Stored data
====
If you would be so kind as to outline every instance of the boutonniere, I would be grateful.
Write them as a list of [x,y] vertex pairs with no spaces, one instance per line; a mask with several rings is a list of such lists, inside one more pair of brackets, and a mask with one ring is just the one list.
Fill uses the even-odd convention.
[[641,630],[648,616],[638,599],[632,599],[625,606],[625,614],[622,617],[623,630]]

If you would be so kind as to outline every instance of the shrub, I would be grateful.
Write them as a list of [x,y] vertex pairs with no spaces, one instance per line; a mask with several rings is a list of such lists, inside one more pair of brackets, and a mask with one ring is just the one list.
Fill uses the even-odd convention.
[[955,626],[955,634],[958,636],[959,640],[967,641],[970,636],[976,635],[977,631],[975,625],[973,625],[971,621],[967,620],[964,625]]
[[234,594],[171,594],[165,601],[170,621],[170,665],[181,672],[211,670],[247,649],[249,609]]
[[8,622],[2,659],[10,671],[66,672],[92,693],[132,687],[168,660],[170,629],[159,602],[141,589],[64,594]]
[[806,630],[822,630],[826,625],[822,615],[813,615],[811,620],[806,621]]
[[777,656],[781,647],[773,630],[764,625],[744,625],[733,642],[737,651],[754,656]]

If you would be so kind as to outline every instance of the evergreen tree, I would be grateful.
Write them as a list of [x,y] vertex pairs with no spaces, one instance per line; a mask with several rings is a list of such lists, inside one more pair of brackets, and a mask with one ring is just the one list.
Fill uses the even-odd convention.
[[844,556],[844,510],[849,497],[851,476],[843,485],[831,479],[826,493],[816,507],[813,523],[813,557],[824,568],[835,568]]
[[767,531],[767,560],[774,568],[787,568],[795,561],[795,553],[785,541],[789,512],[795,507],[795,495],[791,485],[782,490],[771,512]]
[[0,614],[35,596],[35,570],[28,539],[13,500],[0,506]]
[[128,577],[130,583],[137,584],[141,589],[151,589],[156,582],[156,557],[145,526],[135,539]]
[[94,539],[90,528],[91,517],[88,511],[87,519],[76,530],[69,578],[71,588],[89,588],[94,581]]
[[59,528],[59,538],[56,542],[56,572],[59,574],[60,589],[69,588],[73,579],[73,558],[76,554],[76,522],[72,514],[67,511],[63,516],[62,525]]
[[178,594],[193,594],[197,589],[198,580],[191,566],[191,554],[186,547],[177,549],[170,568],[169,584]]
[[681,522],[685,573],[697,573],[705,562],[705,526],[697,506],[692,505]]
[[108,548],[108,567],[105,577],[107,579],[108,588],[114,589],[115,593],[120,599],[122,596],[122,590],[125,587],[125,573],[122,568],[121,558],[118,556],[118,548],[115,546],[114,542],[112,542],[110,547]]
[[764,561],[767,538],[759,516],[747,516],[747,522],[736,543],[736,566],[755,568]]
====
If a line in the entries above contains the word "every", copy it.

If you would be so kind as to outline every instance of the boutonniere, I would be grateful.
If you would be so kind as to outline every instance of the shrub, I would be grateful.
If you would be so kind as to outline every instance of the evergreen tree, I would be grateful.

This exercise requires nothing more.